----- Data records

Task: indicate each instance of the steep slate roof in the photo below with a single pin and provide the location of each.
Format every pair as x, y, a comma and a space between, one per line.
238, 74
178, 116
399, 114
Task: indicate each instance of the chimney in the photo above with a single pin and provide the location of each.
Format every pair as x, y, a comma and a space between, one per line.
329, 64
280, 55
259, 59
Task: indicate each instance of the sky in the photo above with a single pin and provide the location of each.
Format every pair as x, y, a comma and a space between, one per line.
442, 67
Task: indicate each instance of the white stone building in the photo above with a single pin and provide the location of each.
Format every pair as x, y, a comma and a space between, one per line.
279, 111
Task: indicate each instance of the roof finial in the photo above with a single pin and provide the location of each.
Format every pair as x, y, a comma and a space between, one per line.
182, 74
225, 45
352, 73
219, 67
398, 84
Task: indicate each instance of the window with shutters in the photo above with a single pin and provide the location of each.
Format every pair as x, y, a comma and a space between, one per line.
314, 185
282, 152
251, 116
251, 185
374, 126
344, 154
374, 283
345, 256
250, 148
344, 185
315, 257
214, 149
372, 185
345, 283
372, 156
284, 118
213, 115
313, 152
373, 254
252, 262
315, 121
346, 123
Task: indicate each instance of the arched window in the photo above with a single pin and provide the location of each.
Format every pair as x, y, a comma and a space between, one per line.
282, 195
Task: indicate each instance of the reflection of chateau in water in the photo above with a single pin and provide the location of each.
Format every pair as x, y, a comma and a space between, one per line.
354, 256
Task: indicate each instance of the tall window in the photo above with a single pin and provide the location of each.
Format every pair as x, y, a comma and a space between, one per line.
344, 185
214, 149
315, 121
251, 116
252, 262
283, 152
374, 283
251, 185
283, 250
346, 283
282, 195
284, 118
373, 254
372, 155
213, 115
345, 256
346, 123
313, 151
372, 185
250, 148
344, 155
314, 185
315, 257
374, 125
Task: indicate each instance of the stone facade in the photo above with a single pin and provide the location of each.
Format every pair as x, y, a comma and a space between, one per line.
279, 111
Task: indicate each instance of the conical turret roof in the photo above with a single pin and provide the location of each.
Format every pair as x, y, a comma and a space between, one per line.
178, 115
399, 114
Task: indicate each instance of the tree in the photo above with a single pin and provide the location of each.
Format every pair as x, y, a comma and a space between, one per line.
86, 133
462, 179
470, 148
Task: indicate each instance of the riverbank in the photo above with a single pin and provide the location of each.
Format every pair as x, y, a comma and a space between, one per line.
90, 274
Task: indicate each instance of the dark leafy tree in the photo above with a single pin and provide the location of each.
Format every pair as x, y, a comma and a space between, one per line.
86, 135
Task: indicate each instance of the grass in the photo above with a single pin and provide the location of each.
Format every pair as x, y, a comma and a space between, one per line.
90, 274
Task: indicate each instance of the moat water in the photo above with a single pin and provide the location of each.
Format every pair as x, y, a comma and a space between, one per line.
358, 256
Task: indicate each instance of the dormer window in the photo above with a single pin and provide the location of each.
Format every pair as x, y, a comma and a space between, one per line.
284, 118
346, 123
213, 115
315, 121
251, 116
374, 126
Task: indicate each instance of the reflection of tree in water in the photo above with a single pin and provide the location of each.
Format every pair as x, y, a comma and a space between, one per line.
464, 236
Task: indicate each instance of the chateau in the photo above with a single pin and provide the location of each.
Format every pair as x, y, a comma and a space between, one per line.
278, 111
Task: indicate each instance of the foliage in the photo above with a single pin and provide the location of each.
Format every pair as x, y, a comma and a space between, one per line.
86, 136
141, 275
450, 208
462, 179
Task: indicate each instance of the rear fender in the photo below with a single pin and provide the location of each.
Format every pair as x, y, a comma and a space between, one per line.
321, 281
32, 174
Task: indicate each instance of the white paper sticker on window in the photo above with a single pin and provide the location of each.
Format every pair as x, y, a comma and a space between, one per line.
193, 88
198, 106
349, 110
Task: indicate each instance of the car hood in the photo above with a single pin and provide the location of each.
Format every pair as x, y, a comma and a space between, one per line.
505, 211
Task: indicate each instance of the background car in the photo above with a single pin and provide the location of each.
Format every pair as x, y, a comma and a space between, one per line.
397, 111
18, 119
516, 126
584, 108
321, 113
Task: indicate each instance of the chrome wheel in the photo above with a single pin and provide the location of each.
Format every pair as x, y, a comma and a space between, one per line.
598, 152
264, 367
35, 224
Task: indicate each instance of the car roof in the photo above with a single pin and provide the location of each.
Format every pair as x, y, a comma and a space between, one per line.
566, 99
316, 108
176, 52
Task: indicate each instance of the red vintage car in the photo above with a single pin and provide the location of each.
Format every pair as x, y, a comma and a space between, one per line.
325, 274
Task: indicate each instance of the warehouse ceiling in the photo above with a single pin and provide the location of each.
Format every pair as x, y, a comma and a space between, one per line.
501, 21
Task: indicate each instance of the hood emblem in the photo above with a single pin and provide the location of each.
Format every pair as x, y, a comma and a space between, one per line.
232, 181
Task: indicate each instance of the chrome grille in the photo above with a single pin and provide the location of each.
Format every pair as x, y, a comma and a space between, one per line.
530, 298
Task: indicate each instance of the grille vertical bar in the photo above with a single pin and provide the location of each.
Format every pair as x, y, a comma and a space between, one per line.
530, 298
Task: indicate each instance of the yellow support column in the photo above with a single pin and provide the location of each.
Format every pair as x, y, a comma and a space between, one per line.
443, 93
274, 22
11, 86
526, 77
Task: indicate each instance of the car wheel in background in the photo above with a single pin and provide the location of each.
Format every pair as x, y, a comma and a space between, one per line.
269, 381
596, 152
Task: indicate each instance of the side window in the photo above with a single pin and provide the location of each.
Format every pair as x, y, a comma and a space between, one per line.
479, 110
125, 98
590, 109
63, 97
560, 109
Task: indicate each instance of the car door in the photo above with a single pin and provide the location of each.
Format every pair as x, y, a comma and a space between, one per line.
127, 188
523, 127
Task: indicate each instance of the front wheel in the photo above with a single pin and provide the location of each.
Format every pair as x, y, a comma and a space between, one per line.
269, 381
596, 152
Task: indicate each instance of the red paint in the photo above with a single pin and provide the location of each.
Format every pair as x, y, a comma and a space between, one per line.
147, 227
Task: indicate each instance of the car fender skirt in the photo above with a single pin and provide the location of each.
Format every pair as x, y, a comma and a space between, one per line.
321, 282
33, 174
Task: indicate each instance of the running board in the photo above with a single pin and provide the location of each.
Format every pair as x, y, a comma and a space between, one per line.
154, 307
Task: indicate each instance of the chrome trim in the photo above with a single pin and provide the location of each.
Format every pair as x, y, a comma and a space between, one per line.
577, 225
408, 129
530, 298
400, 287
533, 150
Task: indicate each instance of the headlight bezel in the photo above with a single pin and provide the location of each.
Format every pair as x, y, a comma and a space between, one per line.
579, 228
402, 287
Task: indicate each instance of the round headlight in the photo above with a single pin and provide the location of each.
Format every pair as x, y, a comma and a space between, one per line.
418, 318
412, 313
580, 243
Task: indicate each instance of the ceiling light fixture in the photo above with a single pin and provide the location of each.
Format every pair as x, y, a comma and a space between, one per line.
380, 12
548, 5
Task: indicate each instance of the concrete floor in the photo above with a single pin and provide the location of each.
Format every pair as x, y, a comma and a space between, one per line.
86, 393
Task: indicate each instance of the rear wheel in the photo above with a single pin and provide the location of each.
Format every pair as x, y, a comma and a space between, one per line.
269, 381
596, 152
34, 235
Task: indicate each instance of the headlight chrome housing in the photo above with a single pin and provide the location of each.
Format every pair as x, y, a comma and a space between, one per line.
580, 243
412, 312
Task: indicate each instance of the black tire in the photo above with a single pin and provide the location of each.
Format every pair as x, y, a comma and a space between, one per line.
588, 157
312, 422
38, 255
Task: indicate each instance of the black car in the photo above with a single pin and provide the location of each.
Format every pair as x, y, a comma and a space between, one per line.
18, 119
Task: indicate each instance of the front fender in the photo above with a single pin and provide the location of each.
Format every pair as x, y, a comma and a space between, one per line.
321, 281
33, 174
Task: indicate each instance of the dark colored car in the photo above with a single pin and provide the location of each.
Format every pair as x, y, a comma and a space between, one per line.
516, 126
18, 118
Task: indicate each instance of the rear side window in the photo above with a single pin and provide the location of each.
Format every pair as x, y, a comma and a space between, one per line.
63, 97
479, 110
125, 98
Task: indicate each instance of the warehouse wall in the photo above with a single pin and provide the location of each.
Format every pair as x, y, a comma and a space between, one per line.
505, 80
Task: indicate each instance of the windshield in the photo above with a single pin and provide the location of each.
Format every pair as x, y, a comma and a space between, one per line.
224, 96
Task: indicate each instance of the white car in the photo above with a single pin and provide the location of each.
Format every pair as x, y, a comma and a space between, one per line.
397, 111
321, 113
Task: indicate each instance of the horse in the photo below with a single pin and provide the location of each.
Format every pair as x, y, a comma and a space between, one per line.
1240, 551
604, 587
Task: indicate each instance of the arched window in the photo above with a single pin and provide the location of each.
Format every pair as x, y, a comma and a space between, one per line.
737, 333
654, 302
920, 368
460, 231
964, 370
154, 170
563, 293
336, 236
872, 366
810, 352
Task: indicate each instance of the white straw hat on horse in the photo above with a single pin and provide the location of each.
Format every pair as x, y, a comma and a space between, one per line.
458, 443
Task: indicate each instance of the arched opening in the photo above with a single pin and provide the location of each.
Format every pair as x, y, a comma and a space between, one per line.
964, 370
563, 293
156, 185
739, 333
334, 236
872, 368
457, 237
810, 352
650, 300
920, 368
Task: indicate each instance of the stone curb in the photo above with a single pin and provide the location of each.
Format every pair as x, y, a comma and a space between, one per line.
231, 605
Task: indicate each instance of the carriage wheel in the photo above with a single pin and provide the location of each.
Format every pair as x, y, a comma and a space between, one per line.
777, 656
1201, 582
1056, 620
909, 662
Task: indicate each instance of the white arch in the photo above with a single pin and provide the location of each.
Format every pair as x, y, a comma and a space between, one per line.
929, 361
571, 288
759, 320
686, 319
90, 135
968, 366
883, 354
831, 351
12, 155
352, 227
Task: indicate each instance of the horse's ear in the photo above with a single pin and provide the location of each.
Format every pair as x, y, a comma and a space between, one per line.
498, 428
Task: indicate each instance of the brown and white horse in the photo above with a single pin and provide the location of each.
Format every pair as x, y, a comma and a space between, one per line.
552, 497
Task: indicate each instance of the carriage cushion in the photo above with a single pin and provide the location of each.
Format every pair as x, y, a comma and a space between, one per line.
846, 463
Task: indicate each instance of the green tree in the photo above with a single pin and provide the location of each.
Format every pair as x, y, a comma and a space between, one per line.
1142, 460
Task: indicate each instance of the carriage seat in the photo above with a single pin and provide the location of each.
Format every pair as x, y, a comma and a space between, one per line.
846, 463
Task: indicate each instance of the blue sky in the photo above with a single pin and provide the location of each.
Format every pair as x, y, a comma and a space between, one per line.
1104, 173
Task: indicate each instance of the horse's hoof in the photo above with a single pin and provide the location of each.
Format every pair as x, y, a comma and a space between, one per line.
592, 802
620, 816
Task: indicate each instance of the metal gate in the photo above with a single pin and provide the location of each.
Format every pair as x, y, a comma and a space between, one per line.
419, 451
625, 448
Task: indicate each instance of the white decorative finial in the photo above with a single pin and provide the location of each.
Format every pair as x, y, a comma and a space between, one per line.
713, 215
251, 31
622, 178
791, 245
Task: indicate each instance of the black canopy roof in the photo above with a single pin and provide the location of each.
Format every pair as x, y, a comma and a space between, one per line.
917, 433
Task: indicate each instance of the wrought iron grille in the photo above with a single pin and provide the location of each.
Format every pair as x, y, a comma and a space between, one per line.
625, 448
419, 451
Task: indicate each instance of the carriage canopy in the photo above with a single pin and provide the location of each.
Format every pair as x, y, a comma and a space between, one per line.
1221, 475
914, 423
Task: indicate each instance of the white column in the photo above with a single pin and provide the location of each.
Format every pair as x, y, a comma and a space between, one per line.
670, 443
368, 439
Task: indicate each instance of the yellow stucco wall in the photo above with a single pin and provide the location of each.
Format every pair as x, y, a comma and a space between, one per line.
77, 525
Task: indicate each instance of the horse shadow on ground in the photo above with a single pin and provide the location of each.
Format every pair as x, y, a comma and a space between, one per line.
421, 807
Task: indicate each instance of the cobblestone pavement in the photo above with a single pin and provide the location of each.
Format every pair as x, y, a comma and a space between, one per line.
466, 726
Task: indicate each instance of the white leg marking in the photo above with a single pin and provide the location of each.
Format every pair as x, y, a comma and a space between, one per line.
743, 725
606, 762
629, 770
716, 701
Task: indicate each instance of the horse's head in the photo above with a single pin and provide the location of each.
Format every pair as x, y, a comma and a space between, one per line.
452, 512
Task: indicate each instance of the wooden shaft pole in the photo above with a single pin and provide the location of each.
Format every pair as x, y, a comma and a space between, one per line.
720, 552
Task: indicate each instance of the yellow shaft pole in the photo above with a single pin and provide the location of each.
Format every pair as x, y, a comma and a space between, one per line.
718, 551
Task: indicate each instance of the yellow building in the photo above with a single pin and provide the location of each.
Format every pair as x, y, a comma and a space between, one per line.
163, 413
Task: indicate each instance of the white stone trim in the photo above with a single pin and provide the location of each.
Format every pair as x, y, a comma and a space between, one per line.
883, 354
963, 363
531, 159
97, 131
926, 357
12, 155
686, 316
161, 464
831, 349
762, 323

----------

◆ **Prompt**: Go line by line through the data, copying each one that contains the word "warehouse".

◆ **Answer box**:
Task: indicate each instance of the warehouse ceiling in the photo above with a single pin and provide the location of each.
Task: indicate each instance of the warehouse wall in the photo above with a single pin and provide the location of each.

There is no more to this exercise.